Information provided.
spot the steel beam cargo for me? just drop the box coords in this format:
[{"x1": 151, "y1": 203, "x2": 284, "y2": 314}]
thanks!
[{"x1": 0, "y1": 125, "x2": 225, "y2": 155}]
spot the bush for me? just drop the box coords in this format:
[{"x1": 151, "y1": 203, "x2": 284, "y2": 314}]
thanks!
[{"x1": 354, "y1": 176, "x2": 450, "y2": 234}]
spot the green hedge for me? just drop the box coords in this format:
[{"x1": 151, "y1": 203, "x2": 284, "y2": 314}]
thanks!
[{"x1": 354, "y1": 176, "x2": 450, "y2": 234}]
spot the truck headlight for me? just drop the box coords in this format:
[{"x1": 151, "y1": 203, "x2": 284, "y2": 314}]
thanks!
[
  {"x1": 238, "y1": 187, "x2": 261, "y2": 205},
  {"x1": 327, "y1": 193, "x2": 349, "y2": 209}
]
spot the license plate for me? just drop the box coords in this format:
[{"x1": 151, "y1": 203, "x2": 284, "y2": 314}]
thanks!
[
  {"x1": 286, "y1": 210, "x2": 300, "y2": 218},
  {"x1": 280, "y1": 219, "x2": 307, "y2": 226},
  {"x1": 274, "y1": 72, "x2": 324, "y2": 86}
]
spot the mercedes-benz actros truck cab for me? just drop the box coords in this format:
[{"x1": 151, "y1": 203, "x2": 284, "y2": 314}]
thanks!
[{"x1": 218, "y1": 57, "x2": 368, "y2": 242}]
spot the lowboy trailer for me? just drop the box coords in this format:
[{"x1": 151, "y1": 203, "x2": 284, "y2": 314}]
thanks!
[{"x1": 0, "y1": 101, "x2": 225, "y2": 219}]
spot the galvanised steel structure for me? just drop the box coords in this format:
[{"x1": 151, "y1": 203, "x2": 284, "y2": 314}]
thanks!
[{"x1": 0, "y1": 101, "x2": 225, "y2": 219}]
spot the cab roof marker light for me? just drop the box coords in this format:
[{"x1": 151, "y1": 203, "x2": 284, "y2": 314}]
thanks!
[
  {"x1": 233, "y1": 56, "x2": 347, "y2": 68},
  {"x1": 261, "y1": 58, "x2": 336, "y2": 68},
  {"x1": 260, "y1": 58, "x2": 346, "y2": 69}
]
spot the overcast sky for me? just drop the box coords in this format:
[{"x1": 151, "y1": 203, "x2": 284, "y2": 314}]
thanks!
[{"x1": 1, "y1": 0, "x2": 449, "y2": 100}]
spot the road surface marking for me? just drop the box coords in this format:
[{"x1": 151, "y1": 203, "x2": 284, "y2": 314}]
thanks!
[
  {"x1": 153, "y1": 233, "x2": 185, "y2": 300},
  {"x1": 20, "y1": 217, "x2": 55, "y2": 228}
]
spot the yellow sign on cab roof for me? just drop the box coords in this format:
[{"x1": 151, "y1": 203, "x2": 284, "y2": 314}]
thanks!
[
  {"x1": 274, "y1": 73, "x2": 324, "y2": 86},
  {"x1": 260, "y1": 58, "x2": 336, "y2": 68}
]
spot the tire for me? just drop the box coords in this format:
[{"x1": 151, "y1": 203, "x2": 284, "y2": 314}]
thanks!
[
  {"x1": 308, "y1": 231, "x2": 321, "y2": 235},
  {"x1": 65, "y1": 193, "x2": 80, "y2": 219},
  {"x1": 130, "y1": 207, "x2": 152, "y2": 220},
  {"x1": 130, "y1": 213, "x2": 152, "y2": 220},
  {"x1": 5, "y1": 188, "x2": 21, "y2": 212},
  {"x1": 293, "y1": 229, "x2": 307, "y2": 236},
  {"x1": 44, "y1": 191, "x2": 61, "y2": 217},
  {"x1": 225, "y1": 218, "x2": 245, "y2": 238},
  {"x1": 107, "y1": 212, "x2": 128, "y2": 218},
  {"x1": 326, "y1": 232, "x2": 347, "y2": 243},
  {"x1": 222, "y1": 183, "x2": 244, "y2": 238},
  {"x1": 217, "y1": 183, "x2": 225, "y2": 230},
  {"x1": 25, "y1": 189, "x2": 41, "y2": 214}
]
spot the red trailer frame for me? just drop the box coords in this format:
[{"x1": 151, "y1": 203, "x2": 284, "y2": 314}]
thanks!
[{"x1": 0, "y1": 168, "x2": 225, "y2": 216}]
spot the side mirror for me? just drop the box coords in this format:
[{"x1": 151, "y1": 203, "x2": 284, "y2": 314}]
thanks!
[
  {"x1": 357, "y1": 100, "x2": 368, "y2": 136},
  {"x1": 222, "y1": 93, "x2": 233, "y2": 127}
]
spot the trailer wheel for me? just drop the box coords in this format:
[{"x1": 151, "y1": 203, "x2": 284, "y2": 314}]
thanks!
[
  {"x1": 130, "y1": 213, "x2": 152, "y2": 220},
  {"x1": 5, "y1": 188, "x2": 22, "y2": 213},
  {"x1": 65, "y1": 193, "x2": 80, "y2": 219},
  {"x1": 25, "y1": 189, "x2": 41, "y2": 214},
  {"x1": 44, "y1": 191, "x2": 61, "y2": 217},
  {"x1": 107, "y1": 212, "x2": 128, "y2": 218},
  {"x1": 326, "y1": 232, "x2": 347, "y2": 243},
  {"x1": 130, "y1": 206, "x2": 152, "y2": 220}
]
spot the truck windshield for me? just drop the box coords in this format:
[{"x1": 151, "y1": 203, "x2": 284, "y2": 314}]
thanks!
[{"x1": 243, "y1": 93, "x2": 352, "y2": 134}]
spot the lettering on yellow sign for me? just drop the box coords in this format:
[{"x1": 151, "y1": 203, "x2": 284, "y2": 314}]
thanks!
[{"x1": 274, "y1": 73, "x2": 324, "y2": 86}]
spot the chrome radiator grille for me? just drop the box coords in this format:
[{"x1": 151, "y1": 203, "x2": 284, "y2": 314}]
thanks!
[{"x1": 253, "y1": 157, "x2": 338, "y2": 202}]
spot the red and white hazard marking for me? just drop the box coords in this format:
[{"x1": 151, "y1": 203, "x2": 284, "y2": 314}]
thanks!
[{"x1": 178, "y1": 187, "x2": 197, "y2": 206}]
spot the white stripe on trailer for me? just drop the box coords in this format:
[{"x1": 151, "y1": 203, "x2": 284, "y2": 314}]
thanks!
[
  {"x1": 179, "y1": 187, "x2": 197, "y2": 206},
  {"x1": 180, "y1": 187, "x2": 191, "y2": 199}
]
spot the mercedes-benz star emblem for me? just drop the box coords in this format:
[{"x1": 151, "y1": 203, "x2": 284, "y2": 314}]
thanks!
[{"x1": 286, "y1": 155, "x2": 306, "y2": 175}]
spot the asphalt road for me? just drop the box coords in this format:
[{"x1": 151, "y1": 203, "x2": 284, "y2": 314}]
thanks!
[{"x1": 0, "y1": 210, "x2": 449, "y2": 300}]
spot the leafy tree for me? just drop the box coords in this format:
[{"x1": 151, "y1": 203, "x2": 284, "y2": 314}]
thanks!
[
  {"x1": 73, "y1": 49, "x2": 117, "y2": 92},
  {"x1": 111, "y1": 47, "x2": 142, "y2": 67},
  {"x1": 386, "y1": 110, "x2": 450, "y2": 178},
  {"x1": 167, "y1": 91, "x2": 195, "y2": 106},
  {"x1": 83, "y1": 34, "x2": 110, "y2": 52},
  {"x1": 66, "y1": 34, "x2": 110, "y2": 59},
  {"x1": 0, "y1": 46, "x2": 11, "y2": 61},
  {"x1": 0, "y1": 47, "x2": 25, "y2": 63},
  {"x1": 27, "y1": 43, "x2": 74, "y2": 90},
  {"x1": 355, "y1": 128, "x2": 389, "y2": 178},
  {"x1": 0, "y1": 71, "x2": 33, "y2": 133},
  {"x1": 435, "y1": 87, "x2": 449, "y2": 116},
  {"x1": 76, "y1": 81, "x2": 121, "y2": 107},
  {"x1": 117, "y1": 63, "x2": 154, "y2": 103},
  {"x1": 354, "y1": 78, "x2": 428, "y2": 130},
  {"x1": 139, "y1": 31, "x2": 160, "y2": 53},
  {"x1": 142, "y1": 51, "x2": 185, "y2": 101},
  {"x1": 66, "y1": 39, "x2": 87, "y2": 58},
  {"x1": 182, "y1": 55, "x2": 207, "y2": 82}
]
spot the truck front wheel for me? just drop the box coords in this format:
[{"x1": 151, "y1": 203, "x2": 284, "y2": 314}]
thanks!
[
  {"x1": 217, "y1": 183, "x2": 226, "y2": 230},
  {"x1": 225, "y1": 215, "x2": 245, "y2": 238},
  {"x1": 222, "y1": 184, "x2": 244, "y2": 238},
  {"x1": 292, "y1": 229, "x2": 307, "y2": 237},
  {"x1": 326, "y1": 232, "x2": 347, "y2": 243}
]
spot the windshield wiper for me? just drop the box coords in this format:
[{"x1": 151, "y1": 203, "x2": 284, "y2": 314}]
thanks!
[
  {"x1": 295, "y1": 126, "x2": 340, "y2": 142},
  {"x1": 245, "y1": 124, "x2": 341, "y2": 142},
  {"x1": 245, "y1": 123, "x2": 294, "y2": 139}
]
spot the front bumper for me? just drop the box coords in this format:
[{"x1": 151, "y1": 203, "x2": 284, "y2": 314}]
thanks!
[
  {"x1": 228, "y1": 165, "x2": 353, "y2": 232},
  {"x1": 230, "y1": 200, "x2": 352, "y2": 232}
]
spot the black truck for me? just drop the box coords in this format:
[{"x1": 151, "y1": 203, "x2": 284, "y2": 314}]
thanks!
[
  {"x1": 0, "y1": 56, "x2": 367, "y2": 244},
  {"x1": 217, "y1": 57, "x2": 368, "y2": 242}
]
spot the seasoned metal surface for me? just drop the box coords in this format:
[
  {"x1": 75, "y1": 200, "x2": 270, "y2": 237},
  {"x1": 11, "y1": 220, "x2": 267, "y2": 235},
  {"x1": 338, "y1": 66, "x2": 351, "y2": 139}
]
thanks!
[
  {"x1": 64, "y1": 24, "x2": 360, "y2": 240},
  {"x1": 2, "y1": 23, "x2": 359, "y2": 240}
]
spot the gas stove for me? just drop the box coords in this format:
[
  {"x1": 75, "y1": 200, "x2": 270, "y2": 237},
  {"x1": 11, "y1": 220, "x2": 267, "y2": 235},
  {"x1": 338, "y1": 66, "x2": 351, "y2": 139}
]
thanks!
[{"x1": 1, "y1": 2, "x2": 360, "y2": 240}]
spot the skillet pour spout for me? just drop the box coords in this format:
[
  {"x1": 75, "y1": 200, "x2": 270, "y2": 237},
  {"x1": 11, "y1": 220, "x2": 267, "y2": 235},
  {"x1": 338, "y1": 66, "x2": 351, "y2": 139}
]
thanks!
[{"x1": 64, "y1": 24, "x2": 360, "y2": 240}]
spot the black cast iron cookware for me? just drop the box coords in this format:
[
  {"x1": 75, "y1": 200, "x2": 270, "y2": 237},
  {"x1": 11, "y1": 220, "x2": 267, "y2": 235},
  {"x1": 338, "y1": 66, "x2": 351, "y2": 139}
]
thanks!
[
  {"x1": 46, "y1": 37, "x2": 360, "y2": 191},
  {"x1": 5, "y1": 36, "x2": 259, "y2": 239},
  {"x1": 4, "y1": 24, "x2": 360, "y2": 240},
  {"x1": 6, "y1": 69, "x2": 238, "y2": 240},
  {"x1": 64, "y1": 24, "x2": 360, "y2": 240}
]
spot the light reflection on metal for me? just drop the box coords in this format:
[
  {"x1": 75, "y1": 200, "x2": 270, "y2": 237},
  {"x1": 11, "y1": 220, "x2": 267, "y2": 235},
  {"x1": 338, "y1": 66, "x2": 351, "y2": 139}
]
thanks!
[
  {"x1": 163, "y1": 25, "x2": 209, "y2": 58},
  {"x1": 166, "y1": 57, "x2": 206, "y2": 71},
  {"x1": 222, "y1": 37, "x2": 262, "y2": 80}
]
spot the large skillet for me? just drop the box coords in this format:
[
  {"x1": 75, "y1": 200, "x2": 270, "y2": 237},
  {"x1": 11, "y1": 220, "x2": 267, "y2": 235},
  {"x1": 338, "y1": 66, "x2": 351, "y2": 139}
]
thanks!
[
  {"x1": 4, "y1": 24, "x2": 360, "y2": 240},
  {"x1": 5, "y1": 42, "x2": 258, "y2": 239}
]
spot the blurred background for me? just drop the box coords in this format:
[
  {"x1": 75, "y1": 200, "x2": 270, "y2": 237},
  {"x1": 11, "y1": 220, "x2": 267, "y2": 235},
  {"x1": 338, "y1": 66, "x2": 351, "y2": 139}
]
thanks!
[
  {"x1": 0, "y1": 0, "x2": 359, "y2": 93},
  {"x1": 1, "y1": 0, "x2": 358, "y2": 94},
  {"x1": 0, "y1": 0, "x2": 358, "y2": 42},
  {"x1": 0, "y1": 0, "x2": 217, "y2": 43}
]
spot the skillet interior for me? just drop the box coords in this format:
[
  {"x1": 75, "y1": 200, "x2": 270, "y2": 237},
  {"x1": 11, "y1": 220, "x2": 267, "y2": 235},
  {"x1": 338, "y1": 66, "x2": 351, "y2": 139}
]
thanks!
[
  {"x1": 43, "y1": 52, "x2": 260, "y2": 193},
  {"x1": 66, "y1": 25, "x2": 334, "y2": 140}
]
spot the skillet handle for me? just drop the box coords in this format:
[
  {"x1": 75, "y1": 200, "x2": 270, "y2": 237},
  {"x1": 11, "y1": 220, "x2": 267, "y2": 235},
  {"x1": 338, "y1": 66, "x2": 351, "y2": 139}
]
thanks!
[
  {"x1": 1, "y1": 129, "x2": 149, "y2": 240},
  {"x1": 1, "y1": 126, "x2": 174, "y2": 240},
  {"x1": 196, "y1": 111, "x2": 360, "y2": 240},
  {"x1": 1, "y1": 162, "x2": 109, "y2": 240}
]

Assignment. Read through the lines above and collect those that contain the string "white".

Solution for this exercise.
spot the red and white hazard marking for me? just drop the box coords in this format:
spot the white stripe on trailer for me? just drop the box coords in this format:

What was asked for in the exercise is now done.